§ **EXERCISE TASK 1**: In the travel account, to which city were all the planes except the writer's diverted?
§ **EXERCISE TASK 2**: Resume the travel account after its last sentence and carry it forward.

-- Start of READING PASSAGE --

When I greeted Melbourne she bashfully hid her parched fields and warehouses behind a dense fog. At 5am, mine was the last plane to touch down in Melbourne, all the others were diverted to Sydney.

I was tanned and air freshener fresh as I was greeted by mum and the crisp cold air. Dressed in shorts and emboldened by adrenalin I didn’t feel a thing, except happiness to see my family again. This faux alertness faded of course, it masked the deep exhaustion of jetlag, but not before an exhilarating ride through the deserted early morning streets, home made special by fog and the ungodly hour.

Working on Le Tour for the last 10 days had left no room for contemplation, 5am to midnight of bikes, support vans and photography and official blogging. The results can be seen here. When it all suddenly came to end, after two weeks of itineraries and guests, I was cast adrift. On a train by myself watching Grenoble disappear, leaving Dylan behind for the first time in 6 months.

Of course it rained in Paris, just how I remembered it, a grey sky over a tapestry of roofs and chimney pots. I wandered aimlessly, filling in time until my friend Dakshinee arrived on the Eurostar from London (what a relief to not be friendless in a foreign land).

I found myself retracing old steps, the Eiffel tower evading my view, the walk much longer than I remembered. Then there it was, I sat there eating lunch, not feeling like a tourist, but an observer of them. Then just when I felt it was all rather boring, lacking the magic of first acquaintance, the skies opened, thunder and lighting split the sky. Running for cover, huddling under trees, there was something that bound us all together. It was more exhilarating than any perfect sunny day under that metal tower could ever be.

-- End of READING PASSAGE --
-- Start of DATA LISTING --

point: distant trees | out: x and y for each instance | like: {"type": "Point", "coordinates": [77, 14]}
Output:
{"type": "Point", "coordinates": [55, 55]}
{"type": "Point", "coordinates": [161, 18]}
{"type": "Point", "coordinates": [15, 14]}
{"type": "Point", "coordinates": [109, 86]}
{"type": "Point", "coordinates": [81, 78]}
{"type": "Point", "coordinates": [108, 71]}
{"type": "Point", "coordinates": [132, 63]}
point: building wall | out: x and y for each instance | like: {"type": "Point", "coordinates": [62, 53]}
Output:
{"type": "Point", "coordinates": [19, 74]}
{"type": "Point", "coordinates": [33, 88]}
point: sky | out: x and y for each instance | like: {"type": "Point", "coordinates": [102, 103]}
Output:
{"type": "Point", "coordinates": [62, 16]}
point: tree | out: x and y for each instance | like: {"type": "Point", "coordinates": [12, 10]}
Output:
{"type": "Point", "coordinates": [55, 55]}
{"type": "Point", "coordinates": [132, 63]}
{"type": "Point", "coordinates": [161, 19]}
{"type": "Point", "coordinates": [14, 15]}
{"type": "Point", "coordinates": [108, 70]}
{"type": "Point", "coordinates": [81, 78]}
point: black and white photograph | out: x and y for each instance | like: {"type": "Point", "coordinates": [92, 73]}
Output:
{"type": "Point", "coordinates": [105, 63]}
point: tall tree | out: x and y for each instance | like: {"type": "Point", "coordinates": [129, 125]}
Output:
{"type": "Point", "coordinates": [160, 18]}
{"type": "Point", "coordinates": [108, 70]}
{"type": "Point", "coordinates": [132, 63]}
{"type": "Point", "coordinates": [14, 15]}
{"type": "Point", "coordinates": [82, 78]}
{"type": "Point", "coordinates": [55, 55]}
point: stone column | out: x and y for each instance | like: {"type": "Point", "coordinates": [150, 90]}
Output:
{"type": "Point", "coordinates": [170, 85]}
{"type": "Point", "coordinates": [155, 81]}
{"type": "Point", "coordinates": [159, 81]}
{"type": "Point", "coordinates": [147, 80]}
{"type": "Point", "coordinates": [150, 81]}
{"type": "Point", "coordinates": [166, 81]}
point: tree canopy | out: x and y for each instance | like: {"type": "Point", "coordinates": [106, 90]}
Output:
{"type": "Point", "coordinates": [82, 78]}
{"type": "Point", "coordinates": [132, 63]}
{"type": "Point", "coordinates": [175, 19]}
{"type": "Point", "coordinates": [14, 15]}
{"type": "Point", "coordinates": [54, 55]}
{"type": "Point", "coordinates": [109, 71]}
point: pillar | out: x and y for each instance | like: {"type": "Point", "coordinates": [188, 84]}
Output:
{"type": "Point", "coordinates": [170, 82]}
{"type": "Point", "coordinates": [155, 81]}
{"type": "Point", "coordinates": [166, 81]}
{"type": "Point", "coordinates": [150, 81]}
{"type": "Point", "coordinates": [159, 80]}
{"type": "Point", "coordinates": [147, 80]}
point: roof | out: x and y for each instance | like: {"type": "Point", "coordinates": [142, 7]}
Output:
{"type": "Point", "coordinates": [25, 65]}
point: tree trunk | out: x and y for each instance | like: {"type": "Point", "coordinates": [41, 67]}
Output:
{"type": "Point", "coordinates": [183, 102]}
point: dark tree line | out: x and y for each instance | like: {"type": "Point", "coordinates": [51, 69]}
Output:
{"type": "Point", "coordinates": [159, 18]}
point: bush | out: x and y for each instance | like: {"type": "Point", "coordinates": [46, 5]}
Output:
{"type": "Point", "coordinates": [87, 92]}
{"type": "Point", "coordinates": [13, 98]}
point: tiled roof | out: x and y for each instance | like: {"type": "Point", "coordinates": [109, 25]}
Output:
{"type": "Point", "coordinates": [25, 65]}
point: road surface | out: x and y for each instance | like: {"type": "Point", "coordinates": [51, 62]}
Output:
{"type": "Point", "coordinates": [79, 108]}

-- End of DATA LISTING --

§ **EXPECTED ANSWER 1**: Sydney

§ **EXPECTED ANSWER 2**:
Rain cleared and began to walk away, a man fell into step with me. “You are a photographer?” he asked “you were taking photos of people, weren’t you getting wet?”. This was the kind of conversation that never spontaneously happened to me back home, perhaps for the very reason I am rarely alone. It was nice, and I’ll admit a little bit flattering that this Frenchman wanted to walk me all the way to the metro, and expressed regret I couldn’t spend the day with him. An experience, and a seamless escape as I went to meet my friend. Although it might sound strange, I never imagined that Parisians would choose to walk to that tourist trap of a tower, but I guess even they aren’t immune the romance of Paris.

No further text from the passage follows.